Collected data:
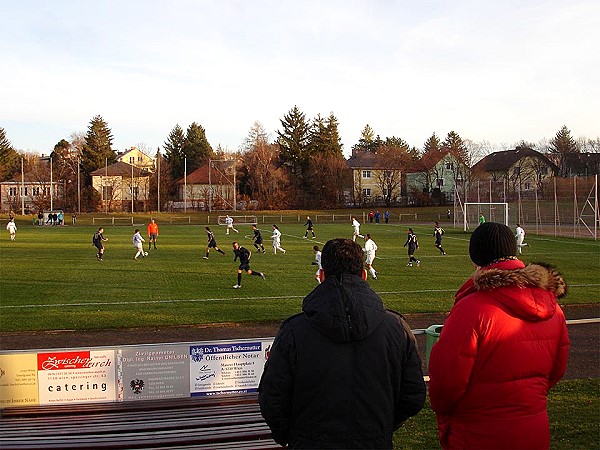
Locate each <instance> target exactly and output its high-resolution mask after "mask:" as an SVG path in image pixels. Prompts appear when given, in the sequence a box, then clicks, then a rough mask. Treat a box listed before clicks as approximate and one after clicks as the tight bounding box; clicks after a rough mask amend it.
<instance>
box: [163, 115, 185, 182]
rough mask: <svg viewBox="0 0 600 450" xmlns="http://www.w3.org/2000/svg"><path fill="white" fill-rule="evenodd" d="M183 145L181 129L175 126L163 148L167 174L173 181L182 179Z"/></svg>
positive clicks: (182, 168)
mask: <svg viewBox="0 0 600 450" xmlns="http://www.w3.org/2000/svg"><path fill="white" fill-rule="evenodd" d="M184 144H185V134H184V133H183V129H182V128H181V127H180V126H179V124H176V125H175V127H173V129H172V130H171V132H170V133H169V136H168V137H167V140H166V141H165V143H164V145H163V148H164V149H165V159H166V161H167V163H168V164H169V172H170V174H171V178H172V179H173V180H179V179H181V178H182V177H183V169H184V163H183V146H184Z"/></svg>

» Your assignment:
Reproduce every line of the listing above verbatim, leaving out the pictures.

» Written answer:
Locate each <instance> target exactly and output its high-resolution mask after "mask:" as an SVG path in image pixels. Prompts appear when given, in the sequence a box, then clicks, then a rough mask. Treat a box listed before clicks as approximate and one after clicks as the tight bounding box; clicks after a rough mask amend it.
<instance>
box: [163, 115, 185, 182]
rough mask: <svg viewBox="0 0 600 450" xmlns="http://www.w3.org/2000/svg"><path fill="white" fill-rule="evenodd" d="M183 145L181 129L175 126L163 148L167 174L173 181L182 179Z"/></svg>
positive clicks: (182, 168)
mask: <svg viewBox="0 0 600 450" xmlns="http://www.w3.org/2000/svg"><path fill="white" fill-rule="evenodd" d="M184 144H185V134H184V133H183V129H182V128H181V127H180V126H179V124H176V125H175V127H173V129H172V130H171V132H170V133H169V136H168V137H167V140H166V141H165V143H164V145H163V148H164V149H165V159H166V161H167V163H168V164H169V172H170V174H171V178H172V179H173V180H179V179H181V178H182V177H183V169H184V163H183V146H184Z"/></svg>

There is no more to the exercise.